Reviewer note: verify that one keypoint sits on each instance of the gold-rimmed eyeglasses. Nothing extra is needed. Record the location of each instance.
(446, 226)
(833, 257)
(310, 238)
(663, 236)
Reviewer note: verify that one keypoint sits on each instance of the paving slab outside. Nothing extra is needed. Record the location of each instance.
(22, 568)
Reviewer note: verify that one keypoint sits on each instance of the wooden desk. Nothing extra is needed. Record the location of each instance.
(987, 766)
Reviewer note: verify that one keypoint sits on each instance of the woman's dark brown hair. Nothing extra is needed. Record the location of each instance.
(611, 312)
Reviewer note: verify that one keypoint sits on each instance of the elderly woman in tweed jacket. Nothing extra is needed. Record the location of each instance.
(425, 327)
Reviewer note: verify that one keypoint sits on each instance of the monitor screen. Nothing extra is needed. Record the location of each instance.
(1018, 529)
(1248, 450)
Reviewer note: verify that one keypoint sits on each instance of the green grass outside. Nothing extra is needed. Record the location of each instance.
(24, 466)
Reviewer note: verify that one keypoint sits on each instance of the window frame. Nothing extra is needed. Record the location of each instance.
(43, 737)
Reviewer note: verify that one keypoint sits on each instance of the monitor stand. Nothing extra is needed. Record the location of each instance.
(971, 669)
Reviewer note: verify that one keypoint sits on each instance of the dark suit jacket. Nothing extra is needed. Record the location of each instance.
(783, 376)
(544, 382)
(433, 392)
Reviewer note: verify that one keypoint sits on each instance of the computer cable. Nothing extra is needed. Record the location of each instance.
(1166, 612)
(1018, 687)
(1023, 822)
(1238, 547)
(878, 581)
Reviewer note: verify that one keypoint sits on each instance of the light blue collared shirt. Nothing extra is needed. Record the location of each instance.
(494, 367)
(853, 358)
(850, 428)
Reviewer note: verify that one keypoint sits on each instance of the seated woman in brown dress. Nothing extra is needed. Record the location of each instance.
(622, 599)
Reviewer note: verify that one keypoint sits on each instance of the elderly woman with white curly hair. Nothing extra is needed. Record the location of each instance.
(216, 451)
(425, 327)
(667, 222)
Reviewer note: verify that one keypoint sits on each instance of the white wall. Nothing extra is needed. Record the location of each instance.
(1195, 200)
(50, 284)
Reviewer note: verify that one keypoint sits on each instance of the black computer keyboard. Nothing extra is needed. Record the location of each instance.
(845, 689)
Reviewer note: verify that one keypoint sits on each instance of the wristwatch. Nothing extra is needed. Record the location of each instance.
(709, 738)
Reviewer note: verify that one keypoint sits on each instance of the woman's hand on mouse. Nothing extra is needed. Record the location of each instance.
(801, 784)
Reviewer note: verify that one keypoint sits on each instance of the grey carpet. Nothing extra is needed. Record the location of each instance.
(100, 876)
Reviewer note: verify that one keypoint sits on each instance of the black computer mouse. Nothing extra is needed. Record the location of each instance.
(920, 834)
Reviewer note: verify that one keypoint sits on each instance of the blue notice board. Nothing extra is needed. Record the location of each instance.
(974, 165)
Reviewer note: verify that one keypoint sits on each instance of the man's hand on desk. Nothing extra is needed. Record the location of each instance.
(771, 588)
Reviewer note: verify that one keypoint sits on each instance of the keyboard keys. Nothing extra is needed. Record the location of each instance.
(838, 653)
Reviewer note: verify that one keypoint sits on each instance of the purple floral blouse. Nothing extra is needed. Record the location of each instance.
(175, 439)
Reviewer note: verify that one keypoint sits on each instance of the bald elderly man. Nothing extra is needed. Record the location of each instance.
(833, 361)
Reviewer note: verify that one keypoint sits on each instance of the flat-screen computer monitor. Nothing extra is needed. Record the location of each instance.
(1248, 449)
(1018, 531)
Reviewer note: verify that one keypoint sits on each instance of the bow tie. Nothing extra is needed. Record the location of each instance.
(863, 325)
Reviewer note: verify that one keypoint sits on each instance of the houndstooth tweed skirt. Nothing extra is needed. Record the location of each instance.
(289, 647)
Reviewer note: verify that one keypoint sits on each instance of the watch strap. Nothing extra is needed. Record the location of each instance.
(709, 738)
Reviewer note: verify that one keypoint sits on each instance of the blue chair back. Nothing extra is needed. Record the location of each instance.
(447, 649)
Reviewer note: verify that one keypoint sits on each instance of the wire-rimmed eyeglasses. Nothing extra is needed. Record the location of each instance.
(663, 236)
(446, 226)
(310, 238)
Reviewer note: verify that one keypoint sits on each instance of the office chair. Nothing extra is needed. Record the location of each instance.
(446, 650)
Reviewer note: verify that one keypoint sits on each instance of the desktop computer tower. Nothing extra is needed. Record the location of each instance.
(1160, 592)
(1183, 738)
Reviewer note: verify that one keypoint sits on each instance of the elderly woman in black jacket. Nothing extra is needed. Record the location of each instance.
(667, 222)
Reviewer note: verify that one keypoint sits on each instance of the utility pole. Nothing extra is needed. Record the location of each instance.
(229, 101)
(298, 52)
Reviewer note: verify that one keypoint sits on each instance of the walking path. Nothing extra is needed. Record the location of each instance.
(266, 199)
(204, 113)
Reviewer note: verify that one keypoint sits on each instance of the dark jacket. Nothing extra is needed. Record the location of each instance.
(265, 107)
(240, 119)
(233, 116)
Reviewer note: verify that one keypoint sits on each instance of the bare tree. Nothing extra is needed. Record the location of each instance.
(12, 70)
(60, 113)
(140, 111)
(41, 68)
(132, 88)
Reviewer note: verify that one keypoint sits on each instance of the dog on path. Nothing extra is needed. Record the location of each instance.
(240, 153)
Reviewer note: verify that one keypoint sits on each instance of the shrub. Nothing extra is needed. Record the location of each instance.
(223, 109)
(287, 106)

## Directions:
Write each line of the data above out again without altering a word.

## Answer to the exercise:
Reviewer note: verify that one keypoint sits on each instance of the gold-rimmed eyeglasses. Nothing extra is needed. Record the location of each instance.
(446, 226)
(833, 257)
(310, 238)
(663, 236)
Reviewer note: verify that one keypoint sits on each instance of the paving slab outside. Nothing extra is needed. Record the location of each instance.
(22, 568)
Reviewer note: verify that one keypoint sits on each instance of the wooden desk. Nothing extra is needed. Record the location of each instance.
(987, 766)
Reviewer note: verify that one keypoint sits on each instance of the woman's dark brown hair. Nothing extra is needed. Record the location of each instance.
(611, 312)
Reviewer note: verify that one keypoint sits on each instance of the elderly woman in tweed jacket. Nothing extra is needed. Record the location of each instance.
(425, 327)
Reviewer note: verify that one keypoint sits on each instance of the monitor screen. Nothing extra is needed. Record the location of each instance.
(1018, 529)
(1248, 450)
Reviewer note: verify that one keypoint sits on each instance of the green grass outside. Nothing extra is needed. Record the location of each instance.
(24, 466)
Reviewer note: verify that one keypoint sits on each instance of the window frame. Nothing extra is needed. Record the location of each instance.
(43, 737)
Reviewer note: verify that one keypoint sits on each instance of the monitor stand. Nothing extra is needed. Record the location of each instance.
(971, 669)
Reviewer note: verify that one keypoint sits on each instance of the dark suit jacket. Nothing extra is needed. Record the location of each instance.
(783, 376)
(544, 382)
(433, 392)
Reviewer note: verify that one keypoint sits on each instance of the computer cable. Nothing extra is needed. Record the location of each instance.
(1166, 612)
(1018, 687)
(1023, 822)
(1238, 547)
(878, 581)
Reviewer note: verify that one keypoint sits on each instance of the light blue collared shirt. Nothing extra is needed. Record the location of each instance.
(494, 367)
(853, 358)
(850, 428)
Reviewer note: verify that one keypoint sits on each instance of the seated woman in brown dress. Nothing extra is needed. Record the location of each instance.
(622, 599)
Reviewer note: verify that one keypoint sits on each instance of the elderly woman with white curly hair. Nothing extra is needed. Record the location of each instance.
(216, 451)
(425, 327)
(667, 222)
Reviewer note: verify that one keypoint sits on each instance of the white wall. Nothing extra is needed. Record the location of each instance.
(1195, 200)
(50, 284)
Reviewer note: verify that one keypoint sits on each instance of the black computer keyboard. Nothing extra is needed. Record the location of each instance.
(845, 689)
Reviewer note: verify that one keypoint sits on each instance of the wristwatch. Nothing extra is needed. Record the location of each instance.
(709, 738)
Reviewer note: verify that one keypoint sits on each instance of the woman's hand on mouse. Nothing extra is needed. Record the location of each instance.
(801, 784)
Reviewer note: verify that one keypoint sits on each instance of the grey carpet. Nothing extra is needed. Record the location of each instance.
(100, 876)
Reviewer note: verify that one keypoint sits on each instance of the black computer mouse. Nothing extra is needed. Record the location of each instance.
(920, 834)
Reviewer note: verify that one keypoint sits on each instance of the blue notice board. Nothing extra is needed. Record the location of each instance.
(974, 165)
Reviewer note: verify that one keypoint sits on each instance of the man's hand on desk. Nothing extra is needed. Record the location of each instance.
(771, 588)
Reviewer note: verify that one keypoint sits on each instance of the keyboard keys. Nothing extra is needed. Record the location of each instance.
(838, 653)
Reviewer note: verify that one keypoint sits on each instance of the purple floral blouse. Nothing extra is needed. Record the location of each instance.
(175, 439)
Reviewer note: verify that one keypoint sits on each instance of the bald elderly man. Nothing extra is needed. Record the location of each instance.
(833, 361)
Reviewer note: verify that one keypoint sits on each instance of the flat-screen computer monitor. Nothing extra is needed. Record the location of each instance.
(1248, 449)
(1018, 531)
Reviewer note: verify that one keypoint sits on each instance of the bow tie. Nothing extra is needed. Record the location of each instance.
(863, 325)
Reviewer note: verify that one keypoint sits on each instance of the houndstooth tweed skirt. Nothing extra is needed. Record the location of each instance.
(289, 647)
Reviewer note: verify that one keypoint sits on each instance of the watch strap. Nothing extra is needed. Record the location of each instance.
(709, 738)
Reviewer note: verify that one keypoint sits on each instance of the blue chair back. Nothing extra is needed. Record the location of each instance.
(447, 649)
Reviewer note: verify that one keypoint sits on each instance of the wire-rimmed eyeglasses. Nothing extra is needed. Record the location of each instance.
(663, 236)
(446, 226)
(310, 238)
Reviewer note: verify that one keypoint sits on each instance of the office chair. Nothing extra is needed. Record the location of each instance.
(446, 650)
Reviewer note: verify that one keypoint sits on each instance of the desktop computer tower. Nothing extra is needed. Record the location of each instance.
(1160, 592)
(1183, 738)
Reviewer note: verify that one keypoint sits on each instance of the elderly woman in black jacket. Nothing extra is needed. Record the location of each instance.
(667, 222)
Reviewer note: verify that one keypoint sits on each instance of the utility pole. Nothing extra is needed. Record the location of each instance.
(229, 101)
(298, 52)
Reviewer note: verify that one keypoint sits on each instance of the walking path. Nothing extra is needed. Record the location of each instance.
(266, 199)
(204, 113)
Reviewer note: verify that one keypoint sits on each instance of the dark jacket. Nothing extra is needed. Record the location of each instance.
(265, 107)
(240, 119)
(233, 116)
Reviewer note: verify that one keypoint sits on each instance of the bare tree. Nothing extra is needed. Record the location of each instance.
(12, 70)
(60, 113)
(140, 111)
(41, 68)
(132, 88)
Reviewer note: verify that one keypoint sits on each instance of the dog on path. Nothing extra is needed. Record the location of each instance.
(240, 153)
Reviewer note: verify that one keypoint sits on each instance of the shrub. Nothing extra is needed. Record the location of each instance.
(223, 109)
(287, 106)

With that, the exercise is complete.